● **DATA RECORDS**:
● ● ● ● ●
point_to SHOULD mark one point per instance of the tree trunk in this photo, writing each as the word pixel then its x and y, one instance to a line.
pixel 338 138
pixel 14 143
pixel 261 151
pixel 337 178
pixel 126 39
● ● ● ● ●
● **YOUR INSTRUCTIONS**: Reproduce the listing with "tree trunk" replaced by "tree stump", leaving everything else unchanged.

● **OUTPUT BELOW**:
point_to SHOULD mark one point per instance of the tree stump in this photo, writing each as the word pixel then its x and y, one instance to a line.
pixel 338 138
pixel 14 143
pixel 261 151
pixel 337 178
pixel 126 39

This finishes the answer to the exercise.